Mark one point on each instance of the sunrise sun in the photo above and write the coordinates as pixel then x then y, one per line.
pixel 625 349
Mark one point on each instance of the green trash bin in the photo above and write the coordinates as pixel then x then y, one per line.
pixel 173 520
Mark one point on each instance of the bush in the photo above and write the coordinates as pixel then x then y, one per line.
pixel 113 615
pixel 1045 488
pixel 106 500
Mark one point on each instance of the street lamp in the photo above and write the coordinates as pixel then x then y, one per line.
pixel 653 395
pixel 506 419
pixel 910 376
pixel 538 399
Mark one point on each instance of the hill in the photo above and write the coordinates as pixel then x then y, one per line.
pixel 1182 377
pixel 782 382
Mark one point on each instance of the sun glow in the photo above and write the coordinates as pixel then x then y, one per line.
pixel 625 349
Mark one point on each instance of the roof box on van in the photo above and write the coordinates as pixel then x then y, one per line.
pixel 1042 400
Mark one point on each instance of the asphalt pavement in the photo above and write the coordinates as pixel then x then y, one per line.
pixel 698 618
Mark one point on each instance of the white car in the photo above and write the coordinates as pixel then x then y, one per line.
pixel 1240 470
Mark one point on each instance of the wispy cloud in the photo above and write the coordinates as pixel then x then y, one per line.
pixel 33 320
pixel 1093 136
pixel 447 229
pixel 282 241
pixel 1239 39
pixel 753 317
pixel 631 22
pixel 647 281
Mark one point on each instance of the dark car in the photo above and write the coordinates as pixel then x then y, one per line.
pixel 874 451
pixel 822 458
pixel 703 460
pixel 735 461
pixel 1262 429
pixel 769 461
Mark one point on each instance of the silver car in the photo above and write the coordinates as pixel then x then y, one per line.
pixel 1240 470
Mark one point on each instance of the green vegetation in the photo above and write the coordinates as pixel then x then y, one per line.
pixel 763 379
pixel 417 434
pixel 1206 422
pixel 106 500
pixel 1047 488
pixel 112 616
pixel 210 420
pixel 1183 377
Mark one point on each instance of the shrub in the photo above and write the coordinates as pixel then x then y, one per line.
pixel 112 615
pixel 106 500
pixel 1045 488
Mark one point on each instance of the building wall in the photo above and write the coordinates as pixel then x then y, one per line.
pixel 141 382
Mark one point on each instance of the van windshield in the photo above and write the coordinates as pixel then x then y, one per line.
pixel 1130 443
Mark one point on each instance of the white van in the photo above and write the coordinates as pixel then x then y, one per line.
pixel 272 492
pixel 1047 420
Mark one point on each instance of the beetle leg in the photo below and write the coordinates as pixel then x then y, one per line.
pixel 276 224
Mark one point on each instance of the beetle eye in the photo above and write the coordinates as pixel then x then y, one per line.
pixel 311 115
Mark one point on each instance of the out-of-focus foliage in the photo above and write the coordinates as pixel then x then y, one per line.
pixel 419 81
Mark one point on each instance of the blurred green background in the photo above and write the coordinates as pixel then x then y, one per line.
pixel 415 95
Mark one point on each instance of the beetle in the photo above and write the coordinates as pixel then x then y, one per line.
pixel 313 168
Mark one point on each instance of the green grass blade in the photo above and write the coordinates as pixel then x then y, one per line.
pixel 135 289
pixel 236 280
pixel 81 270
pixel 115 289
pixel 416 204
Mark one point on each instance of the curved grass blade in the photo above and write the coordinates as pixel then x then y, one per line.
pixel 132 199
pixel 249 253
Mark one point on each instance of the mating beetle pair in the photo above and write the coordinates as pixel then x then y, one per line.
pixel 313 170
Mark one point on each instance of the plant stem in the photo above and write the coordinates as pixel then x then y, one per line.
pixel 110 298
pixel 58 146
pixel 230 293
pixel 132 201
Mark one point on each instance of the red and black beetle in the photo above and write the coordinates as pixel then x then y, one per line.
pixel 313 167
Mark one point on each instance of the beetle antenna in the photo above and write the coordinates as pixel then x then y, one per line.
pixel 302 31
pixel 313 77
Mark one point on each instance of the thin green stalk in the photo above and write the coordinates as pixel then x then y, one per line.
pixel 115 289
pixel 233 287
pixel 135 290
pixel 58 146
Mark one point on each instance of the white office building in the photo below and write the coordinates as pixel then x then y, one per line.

■ ■ ■

# REQUIRED ACTION:
Every entry must appear in the answer exactly as written.

# SOLUTION TO THIS TASK:
Mark one point on each instance of the sunrise sun in the photo above and write the coordinates as pixel then x then y, one per line.
pixel 625 349
Mark one point on each instance of the green trash bin in the photo above and write the coordinates as pixel then x then y, one per line.
pixel 173 520
Mark one point on each instance of the bush in the photo above and write the coordinates as pixel then x then y, one per line.
pixel 113 615
pixel 1045 488
pixel 106 500
Mark one point on each instance of the street lamp in the photo above and write the coordinates as pixel then x then y, one per line.
pixel 653 395
pixel 506 419
pixel 910 376
pixel 538 399
Mark one point on each instance of the hill in the photo above and write the coordinates as pixel then x then y, one per line.
pixel 1182 377
pixel 782 382
Mark one point on each instance of the sun glow in the photo above and write the coordinates as pixel then x then y, one per line.
pixel 625 349
Mark one point on each instance of the roof box on van in the photo above and write the coordinates as pixel then x then y, one per line.
pixel 1042 400
Mark one point on each instance of the asphalt pavement in the photo above and write the coordinates as pixel then x then y, one per line.
pixel 698 618
Mark one point on each instance of the white car in the photo above and write the coordinates as pixel then x then y, one per line.
pixel 1240 470
Mark one point on each instance of the wispy cloud in the photo above and write the coordinates as pixel then x then y, one per line.
pixel 33 320
pixel 1093 136
pixel 447 229
pixel 282 241
pixel 1239 39
pixel 753 317
pixel 631 22
pixel 647 281
Mark one point on each instance of the dark car in the photo above and write the coordinates as pixel then x then y, one per line.
pixel 874 451
pixel 822 458
pixel 703 460
pixel 735 461
pixel 1262 429
pixel 769 461
Mark one point on each instance of the silver car in the photo above and write the coordinates as pixel then x then y, one per line.
pixel 1240 470
Mark one point on each instance of the green vegetation in the photo above and write the coordinates as pixel then x then y, one per line.
pixel 763 379
pixel 417 434
pixel 1206 422
pixel 106 500
pixel 1047 488
pixel 112 616
pixel 210 420
pixel 1183 377
Mark one point on each instance of the shrub in the photo above and write the coordinates as pixel then x then y, one per line.
pixel 112 615
pixel 106 500
pixel 1045 488
Mark one point on each instance of the building wall in the photo above and write the coordinates as pixel then x then y, one per line.
pixel 141 382
Mark one point on each instance of the van windshield in the photo above and write the coordinates as pixel then x then y, one per line.
pixel 1130 443
Mark one point on each instance of the white van in the photo above and write the coordinates as pixel then x then y, one per line.
pixel 272 492
pixel 1047 420
Mark one point on each instance of the beetle leg in the photo below and write the coordinates as pixel then x then y, one per line.
pixel 276 224
Mark one point on each instance of the beetle eye in the photo above and write the coordinates as pixel then x then y, one per line.
pixel 311 115
Mark one point on each instance of the out-of-focus foliage in the photo above and write the coordinates as pixel then x then y, one per line.
pixel 419 81
Mark one point on each instance of the blurred green background in the photo above and write the coordinates as pixel then x then y, one per line.
pixel 415 95
Mark one point on each instance of the beetle in the photo above and write the coordinates as pixel then x then y, one per line.
pixel 313 168
Mark one point on each instance of the green grass blade in the photo above and write the coordinates as pixel then x then y, one per line.
pixel 135 289
pixel 236 280
pixel 81 270
pixel 115 289
pixel 416 204
Mark one point on each instance of the curved grass blade in the photo above and write the coordinates as pixel then x then y, one per line.
pixel 132 199
pixel 249 253
Mark one point on each instance of the mating beetle pair in the photo above and write the coordinates as pixel then x then y, one per line.
pixel 313 170
Mark one point on each instance of the plant stem in the photo above and write the coordinates as pixel then x then y, one per line.
pixel 110 298
pixel 58 146
pixel 230 293
pixel 132 201
Mark one point on each instance of the red and black beetle in the photo above and write the coordinates as pixel then x then y, one per line.
pixel 313 167
Mark one point on each instance of the beetle antenna in the photo above and write the coordinates as pixel then x then y, one per line.
pixel 302 31
pixel 313 77
Mark one point on each instance of the thin green stalk in the photo above and write the coordinates as pixel then x then y, one per line.
pixel 115 289
pixel 233 287
pixel 135 290
pixel 58 146
Mark one point on each instance of the white office building in the photo below and write the coordinates as pixel then x then y, one per line.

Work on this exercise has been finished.